● Data to examine:
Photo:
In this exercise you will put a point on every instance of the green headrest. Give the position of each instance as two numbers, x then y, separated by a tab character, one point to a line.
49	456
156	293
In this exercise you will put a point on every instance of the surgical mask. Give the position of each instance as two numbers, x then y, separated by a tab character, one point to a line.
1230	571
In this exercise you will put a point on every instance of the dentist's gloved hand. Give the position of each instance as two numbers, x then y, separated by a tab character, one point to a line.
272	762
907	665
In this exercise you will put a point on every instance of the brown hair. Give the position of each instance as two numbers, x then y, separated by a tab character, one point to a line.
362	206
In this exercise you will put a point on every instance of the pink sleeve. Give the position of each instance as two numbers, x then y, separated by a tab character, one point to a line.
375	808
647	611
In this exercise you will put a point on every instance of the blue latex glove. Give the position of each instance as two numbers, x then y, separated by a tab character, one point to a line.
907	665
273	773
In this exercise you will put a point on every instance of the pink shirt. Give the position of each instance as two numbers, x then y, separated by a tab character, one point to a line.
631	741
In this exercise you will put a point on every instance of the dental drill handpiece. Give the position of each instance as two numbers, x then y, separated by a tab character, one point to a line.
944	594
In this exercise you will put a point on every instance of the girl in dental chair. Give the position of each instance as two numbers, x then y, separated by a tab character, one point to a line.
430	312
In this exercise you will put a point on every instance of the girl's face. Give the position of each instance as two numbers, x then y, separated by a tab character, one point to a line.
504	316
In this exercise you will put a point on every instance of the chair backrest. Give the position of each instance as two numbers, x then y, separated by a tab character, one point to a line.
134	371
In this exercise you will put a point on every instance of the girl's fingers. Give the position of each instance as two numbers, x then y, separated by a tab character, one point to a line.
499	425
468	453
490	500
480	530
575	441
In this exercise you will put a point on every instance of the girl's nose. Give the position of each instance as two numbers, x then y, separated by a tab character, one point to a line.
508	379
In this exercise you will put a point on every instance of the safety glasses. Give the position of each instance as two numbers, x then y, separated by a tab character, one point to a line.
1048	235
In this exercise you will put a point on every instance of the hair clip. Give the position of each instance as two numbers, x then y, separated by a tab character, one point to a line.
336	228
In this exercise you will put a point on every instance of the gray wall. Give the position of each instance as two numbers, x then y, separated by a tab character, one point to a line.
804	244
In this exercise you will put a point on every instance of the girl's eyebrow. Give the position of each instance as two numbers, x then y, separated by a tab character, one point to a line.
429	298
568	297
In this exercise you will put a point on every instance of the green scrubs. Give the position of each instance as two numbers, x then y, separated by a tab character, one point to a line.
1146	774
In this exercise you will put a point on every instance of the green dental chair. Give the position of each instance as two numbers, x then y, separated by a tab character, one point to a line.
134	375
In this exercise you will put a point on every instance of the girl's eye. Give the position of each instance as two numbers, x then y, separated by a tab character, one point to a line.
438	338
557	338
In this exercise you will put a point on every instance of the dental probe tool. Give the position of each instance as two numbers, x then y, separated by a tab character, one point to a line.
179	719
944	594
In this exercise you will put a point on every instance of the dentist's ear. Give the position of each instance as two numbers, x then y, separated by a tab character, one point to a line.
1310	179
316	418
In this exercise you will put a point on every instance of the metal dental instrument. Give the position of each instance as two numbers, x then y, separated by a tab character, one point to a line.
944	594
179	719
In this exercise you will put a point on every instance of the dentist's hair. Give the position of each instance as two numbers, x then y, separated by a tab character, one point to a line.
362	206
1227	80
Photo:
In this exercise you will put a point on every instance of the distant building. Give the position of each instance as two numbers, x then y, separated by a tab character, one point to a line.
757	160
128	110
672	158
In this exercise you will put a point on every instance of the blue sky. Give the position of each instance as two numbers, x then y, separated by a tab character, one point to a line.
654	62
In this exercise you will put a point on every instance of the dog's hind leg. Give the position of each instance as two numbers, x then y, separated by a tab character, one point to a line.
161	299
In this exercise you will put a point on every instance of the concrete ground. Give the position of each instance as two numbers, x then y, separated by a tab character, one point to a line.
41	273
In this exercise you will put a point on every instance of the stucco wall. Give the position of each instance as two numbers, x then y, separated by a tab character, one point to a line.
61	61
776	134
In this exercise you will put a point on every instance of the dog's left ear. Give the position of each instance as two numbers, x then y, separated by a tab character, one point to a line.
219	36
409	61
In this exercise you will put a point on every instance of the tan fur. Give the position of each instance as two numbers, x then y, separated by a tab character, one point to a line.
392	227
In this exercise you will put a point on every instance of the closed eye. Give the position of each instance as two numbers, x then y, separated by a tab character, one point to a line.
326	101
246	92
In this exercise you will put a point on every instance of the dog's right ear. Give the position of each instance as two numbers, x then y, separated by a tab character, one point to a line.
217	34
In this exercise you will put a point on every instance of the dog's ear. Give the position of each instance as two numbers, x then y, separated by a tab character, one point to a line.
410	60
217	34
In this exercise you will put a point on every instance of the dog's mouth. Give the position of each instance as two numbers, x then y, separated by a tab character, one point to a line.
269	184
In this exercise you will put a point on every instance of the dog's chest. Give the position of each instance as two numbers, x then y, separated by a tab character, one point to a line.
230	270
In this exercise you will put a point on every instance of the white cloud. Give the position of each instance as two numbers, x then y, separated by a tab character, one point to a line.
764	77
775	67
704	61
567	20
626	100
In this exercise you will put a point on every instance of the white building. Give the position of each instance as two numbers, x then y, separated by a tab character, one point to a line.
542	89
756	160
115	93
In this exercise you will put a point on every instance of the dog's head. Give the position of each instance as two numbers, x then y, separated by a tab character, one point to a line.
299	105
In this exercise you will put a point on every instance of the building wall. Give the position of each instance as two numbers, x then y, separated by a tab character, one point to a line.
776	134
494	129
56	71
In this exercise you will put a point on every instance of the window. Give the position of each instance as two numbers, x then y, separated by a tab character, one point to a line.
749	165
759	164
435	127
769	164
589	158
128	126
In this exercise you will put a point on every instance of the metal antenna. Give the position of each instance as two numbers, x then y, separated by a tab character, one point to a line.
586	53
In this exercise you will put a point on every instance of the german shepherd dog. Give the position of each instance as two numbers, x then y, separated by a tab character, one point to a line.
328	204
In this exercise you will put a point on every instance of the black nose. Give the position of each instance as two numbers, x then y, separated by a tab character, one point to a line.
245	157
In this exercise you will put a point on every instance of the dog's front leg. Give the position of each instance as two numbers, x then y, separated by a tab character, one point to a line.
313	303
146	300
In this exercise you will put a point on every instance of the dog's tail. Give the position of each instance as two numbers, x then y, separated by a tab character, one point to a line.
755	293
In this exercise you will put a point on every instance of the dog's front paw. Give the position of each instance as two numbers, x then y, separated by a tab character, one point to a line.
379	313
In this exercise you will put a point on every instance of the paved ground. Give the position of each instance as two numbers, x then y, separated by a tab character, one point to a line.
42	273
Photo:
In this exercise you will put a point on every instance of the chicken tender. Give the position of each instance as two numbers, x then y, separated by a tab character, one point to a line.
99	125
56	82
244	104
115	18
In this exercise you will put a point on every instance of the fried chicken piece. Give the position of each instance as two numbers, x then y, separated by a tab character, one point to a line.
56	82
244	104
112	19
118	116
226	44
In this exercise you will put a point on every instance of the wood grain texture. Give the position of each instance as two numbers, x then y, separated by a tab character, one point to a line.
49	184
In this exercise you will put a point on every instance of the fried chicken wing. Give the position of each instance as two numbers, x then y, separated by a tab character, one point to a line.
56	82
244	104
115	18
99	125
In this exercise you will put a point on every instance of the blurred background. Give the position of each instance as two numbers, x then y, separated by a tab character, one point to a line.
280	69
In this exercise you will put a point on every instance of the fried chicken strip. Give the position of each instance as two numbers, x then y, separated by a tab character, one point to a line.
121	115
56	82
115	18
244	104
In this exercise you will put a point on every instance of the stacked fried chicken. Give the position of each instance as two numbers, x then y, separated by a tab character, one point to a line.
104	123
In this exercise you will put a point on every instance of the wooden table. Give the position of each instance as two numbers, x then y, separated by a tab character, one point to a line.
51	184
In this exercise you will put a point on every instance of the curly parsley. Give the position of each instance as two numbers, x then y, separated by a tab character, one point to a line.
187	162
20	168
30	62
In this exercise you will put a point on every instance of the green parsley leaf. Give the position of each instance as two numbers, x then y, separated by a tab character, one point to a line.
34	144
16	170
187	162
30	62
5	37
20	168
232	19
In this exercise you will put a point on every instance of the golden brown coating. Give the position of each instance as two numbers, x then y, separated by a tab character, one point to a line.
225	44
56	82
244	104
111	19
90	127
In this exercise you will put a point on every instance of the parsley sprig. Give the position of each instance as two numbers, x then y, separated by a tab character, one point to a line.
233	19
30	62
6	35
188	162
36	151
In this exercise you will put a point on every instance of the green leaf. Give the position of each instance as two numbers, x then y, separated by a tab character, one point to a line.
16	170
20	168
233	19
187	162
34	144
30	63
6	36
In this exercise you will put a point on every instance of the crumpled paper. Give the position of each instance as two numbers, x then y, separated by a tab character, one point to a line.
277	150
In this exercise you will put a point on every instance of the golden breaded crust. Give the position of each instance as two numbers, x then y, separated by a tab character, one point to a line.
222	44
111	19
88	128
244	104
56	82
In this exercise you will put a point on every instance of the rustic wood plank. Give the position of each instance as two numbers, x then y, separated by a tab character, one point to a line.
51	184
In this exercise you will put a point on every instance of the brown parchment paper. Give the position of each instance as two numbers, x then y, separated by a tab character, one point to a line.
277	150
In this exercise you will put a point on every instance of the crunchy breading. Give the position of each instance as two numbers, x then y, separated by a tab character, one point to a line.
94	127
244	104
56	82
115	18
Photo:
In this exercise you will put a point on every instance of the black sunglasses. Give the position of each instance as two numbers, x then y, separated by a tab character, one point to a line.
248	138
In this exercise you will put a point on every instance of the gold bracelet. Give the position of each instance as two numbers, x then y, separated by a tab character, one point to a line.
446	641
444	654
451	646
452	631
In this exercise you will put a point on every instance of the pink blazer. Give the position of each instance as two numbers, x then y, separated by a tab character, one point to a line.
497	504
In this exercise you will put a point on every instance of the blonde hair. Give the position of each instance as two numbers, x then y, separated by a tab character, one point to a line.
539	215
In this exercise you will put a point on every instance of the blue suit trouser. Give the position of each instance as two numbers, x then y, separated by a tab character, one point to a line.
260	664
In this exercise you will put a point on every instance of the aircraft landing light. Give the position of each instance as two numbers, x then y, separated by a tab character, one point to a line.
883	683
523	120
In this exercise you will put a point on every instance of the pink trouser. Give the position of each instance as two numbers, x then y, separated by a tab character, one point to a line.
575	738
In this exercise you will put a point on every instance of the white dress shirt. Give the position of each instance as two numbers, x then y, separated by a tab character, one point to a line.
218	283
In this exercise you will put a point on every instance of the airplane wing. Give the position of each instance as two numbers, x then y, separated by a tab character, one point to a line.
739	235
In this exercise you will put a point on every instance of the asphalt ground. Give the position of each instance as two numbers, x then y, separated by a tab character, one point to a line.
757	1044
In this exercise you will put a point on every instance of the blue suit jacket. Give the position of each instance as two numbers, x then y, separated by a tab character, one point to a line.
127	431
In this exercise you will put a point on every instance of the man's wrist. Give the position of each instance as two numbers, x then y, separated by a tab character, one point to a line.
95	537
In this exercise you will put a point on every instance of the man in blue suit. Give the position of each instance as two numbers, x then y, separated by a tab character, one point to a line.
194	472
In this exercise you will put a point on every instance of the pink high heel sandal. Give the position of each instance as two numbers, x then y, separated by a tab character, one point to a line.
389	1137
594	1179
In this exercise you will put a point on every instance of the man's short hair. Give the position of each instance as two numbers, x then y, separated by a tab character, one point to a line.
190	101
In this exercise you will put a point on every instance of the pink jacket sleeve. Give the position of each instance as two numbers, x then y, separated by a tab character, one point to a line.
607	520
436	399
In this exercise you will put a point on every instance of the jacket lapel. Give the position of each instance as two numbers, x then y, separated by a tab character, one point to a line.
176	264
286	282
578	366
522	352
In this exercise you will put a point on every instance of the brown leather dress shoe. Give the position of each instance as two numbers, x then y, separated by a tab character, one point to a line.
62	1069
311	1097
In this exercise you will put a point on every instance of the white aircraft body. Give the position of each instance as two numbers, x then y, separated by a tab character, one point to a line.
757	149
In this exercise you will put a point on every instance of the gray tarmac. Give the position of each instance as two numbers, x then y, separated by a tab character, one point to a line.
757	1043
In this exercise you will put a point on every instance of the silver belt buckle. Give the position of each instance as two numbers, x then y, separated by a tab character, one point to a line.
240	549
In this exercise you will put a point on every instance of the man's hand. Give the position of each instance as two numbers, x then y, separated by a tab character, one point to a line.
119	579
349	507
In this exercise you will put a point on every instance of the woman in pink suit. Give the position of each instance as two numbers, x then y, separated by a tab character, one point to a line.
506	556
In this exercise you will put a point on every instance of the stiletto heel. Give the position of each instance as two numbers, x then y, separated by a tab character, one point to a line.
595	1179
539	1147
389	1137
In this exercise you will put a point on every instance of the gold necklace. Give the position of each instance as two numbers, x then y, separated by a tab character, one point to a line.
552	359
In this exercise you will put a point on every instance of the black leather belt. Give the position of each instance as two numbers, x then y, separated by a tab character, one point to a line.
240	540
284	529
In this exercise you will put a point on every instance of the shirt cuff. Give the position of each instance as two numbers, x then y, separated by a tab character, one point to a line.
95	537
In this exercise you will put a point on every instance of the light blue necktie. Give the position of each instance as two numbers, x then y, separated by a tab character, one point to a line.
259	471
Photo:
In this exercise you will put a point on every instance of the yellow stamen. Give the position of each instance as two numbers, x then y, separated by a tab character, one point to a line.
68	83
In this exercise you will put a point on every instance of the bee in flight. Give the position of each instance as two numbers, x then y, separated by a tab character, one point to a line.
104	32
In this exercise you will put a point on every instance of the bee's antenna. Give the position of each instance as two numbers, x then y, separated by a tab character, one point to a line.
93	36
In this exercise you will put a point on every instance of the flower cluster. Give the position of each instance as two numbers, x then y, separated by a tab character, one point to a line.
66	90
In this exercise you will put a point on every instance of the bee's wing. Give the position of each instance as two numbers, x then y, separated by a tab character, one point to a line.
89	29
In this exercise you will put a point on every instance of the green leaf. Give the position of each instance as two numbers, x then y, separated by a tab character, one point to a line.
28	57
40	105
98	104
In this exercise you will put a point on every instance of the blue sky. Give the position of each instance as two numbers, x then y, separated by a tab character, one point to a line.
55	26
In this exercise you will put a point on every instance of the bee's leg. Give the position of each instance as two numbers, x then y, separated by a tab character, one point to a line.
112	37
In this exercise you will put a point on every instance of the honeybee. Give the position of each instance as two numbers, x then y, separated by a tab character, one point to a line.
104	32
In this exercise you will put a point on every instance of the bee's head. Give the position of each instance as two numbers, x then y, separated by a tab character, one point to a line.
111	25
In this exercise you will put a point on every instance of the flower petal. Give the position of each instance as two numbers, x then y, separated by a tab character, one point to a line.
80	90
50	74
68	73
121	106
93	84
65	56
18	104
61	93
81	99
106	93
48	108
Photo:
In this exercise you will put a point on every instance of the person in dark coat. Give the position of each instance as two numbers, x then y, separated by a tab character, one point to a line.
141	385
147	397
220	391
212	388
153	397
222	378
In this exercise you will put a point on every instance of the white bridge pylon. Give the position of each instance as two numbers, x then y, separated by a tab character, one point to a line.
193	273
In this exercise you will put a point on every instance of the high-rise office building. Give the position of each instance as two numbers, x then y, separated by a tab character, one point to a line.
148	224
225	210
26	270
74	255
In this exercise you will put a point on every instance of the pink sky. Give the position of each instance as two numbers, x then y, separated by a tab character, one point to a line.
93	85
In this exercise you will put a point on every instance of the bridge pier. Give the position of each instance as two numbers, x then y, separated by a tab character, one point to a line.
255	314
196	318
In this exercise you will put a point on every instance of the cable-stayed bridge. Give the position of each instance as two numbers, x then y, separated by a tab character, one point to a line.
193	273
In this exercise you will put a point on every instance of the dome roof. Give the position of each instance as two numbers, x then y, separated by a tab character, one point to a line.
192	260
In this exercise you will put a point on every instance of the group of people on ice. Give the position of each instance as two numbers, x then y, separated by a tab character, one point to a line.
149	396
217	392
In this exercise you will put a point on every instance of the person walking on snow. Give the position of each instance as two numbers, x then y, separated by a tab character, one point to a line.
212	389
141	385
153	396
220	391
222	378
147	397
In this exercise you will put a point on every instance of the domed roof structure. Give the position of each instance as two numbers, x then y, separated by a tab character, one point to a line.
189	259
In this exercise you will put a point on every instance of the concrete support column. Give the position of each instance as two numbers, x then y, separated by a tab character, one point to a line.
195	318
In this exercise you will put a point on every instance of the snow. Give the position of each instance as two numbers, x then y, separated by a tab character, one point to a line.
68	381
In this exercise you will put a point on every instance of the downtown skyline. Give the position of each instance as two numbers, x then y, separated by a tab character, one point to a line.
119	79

● Task goal: All lines from the one with "the concrete support" through the final line above are to be quoted exactly; quote no other line.

● Reply:
In this exercise you will put a point on every instance of the concrete support column. Give the position of each instance as two numbers, x then y, separated by a tab character, one point to a line.
195	318
In this exercise you will put a point on every instance of the snow. Give the position of each instance as two numbers, x then y, separated by a tab character, one point to a line.
68	381
In this exercise you will put a point on every instance of the downtown skyline. Give the position of each instance as two numbers, x then y, separated by a tab character, one point to a line.
119	79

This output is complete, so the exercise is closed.